Problem to work on:
In full and without deviation, write out the entries that follow.

Supplied records:
══════

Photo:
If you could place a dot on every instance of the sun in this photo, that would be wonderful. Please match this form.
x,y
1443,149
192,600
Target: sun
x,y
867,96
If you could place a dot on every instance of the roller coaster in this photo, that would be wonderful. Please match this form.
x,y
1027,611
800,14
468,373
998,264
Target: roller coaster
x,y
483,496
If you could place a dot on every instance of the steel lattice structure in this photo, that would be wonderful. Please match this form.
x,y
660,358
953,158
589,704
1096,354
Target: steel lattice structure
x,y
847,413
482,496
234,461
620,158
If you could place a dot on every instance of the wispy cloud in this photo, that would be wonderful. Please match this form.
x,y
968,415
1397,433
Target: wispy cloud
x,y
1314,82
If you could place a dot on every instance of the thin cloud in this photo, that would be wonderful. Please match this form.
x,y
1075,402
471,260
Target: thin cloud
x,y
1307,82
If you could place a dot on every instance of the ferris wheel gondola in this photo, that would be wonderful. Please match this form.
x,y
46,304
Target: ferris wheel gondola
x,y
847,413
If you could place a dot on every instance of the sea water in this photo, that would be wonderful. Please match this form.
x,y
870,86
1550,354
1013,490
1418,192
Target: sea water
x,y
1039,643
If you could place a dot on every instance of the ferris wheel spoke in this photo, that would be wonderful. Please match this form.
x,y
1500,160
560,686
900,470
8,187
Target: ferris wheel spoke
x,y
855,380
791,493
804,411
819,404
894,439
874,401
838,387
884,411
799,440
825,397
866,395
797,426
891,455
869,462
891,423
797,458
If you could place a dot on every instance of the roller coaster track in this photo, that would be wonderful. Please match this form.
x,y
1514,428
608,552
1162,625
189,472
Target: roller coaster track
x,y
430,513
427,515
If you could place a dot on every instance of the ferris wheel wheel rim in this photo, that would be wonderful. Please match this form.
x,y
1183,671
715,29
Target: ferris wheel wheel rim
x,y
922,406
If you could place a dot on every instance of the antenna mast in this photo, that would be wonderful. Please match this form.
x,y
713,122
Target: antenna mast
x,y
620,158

══════

In response:
Photo:
If you could place a dot on every instance of the sun in this photo, that would be wonderful. Please match this form.
x,y
1443,149
192,600
Target: sun
x,y
867,96
If you could place a dot on every instance of the roller coaster in this photo, that would be wonderful. Please match this form.
x,y
1027,611
800,14
468,373
998,264
Target: roller coaster
x,y
483,496
If you could place a dot on every instance of the steel lattice structure in this photo, that would be wonderful. Please match this form.
x,y
660,358
953,158
589,704
1096,354
Target: steel lattice structure
x,y
847,413
482,496
234,461
620,158
If you could place a dot on every instance of the wispy cloud in this photo, that would be wonderful. Please match this form.
x,y
968,415
1397,433
Target: wispy cloud
x,y
1314,82
If you could place a dot on every instance of the thin cloud in this photo, that would be wonderful. Please match this form.
x,y
1075,402
471,260
Target: thin cloud
x,y
1307,82
If you could place a dot on every instance of the ferris wheel gondola in this photo, that would be wonderful. Please match this form.
x,y
46,304
Target: ferris wheel gondola
x,y
847,413
If you could place a dot on every instance of the sea water in this photo, that would be wonderful. Please match this form.
x,y
870,86
1550,354
1013,490
1418,192
Target: sea water
x,y
1039,643
If you could place a dot on every instance of the ferris wheel spoke in this photo, that would be wonderful. Please match this form.
x,y
1500,160
560,686
900,470
8,187
Target: ferris wheel spoke
x,y
855,380
791,493
804,411
819,404
894,439
874,401
838,387
884,411
799,440
825,397
866,395
797,426
891,455
869,462
891,423
797,458
If you could place a dot on every instance of the roller coaster track in this photo, that would be wonderful. Please match this form.
x,y
1514,428
608,552
1162,625
189,472
Target: roller coaster track
x,y
430,513
427,515
If you could place a dot on every instance of the ferris wheel wheel rim in this photo, that would be wonderful. Please match this form.
x,y
1183,671
715,29
Target: ferris wheel wheel rim
x,y
922,406
If you could place a dot on every instance of the antenna mast in this photo, that would be wonderful. Please match this form.
x,y
713,122
Target: antenna mast
x,y
620,158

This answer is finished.